§ **CHALLENGE**: Rewrite the material from the line with "point: white neck" to the line with "Target: white neck", replacing "white neck" with "pale neck" and keeping everything else the same. Omit the pictures from your answer.

§ **ITEMS**:
[Start]
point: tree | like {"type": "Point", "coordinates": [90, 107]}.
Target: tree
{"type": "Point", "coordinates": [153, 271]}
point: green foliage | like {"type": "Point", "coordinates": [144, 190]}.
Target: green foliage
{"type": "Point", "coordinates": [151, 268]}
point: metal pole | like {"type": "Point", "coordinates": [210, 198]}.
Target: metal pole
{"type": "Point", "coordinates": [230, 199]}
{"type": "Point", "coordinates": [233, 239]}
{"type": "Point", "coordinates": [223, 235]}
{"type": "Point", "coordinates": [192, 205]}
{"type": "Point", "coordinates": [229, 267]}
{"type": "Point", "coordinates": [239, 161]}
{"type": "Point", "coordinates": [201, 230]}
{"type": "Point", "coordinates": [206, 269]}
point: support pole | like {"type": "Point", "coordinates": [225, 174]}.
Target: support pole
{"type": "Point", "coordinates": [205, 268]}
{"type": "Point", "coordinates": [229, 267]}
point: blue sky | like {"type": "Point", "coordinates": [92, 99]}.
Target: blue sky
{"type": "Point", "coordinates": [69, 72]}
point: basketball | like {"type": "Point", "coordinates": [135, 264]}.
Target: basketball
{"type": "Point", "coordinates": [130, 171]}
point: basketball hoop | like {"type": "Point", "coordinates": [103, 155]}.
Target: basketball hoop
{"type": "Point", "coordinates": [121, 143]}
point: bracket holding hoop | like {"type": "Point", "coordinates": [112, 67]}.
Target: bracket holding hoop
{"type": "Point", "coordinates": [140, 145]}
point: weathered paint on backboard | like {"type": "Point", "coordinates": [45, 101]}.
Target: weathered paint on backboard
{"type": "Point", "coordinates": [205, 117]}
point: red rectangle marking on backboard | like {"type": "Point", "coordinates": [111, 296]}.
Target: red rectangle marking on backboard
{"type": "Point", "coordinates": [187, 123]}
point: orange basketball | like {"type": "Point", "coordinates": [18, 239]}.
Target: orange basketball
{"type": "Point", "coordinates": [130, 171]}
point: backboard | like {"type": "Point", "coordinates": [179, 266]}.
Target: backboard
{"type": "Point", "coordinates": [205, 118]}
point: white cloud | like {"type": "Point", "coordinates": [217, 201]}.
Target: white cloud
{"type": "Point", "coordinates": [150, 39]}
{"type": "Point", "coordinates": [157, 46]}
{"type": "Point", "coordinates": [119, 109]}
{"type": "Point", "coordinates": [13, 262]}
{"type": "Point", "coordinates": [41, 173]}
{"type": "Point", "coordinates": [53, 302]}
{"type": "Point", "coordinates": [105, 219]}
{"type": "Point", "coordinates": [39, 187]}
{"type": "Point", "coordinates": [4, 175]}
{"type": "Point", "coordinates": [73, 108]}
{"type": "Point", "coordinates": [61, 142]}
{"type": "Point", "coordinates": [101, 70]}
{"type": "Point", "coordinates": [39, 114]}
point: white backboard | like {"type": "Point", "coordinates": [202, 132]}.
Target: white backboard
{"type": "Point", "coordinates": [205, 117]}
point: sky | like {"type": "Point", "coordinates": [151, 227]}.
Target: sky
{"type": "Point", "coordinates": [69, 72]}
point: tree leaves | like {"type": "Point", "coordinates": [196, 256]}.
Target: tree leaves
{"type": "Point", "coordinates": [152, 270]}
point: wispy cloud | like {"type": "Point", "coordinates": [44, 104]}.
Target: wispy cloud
[End]
[Start]
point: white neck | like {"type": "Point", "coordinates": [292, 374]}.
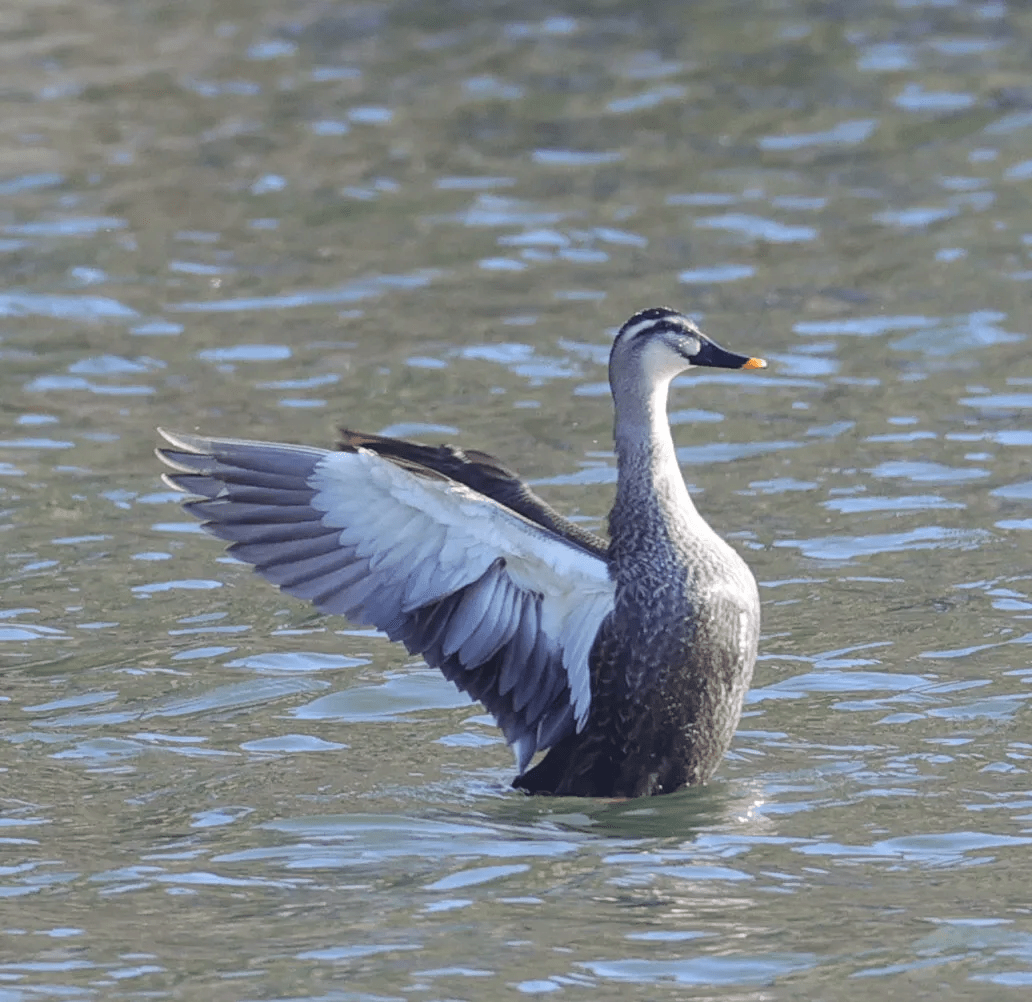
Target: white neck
[End]
[Start]
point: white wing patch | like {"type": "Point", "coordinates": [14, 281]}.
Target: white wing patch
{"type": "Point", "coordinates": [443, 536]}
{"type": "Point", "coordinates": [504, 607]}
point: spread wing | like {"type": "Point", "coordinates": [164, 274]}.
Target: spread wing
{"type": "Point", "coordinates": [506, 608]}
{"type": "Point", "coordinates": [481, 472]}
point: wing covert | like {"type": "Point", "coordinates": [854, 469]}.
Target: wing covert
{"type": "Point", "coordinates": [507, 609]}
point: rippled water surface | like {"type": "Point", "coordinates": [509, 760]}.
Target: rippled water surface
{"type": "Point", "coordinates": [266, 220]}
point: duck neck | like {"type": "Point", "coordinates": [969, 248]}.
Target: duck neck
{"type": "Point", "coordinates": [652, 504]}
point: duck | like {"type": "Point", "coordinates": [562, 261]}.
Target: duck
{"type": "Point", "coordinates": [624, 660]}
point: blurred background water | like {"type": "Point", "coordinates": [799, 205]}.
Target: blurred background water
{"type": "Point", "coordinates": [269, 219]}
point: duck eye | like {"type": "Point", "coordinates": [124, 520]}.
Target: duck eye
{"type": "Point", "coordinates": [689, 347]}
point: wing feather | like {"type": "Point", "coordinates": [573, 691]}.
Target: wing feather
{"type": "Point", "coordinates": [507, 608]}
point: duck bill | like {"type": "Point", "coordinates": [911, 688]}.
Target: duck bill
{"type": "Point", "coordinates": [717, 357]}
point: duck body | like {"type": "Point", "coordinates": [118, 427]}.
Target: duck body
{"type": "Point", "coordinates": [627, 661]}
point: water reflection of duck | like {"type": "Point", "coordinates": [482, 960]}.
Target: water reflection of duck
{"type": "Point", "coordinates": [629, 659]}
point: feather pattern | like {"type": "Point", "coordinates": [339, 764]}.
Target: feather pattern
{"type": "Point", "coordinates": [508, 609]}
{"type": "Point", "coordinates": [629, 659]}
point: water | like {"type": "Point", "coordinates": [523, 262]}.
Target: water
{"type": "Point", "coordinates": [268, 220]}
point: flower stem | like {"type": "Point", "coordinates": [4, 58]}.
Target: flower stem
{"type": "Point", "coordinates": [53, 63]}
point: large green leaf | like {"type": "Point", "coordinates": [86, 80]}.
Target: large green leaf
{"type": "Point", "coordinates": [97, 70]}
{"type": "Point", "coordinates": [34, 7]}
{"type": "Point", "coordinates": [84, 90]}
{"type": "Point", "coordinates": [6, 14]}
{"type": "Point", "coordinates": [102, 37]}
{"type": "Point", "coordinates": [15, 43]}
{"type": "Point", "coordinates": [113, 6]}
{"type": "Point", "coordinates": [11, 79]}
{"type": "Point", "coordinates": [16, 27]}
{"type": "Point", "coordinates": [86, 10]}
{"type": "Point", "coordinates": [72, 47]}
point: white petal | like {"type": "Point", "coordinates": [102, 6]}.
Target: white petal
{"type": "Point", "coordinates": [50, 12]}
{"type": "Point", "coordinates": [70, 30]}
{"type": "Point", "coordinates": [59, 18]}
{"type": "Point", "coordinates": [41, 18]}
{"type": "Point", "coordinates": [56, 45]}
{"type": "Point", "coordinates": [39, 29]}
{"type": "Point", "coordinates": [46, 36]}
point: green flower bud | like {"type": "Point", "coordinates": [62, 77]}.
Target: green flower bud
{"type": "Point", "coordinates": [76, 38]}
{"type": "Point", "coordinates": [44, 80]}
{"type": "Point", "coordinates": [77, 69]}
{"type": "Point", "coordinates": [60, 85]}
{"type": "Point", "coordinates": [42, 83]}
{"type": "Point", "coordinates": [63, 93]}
[End]
§ **ANSWER BELOW**:
point: pale neck | like {"type": "Point", "coordinates": [292, 374]}.
Target: pale neck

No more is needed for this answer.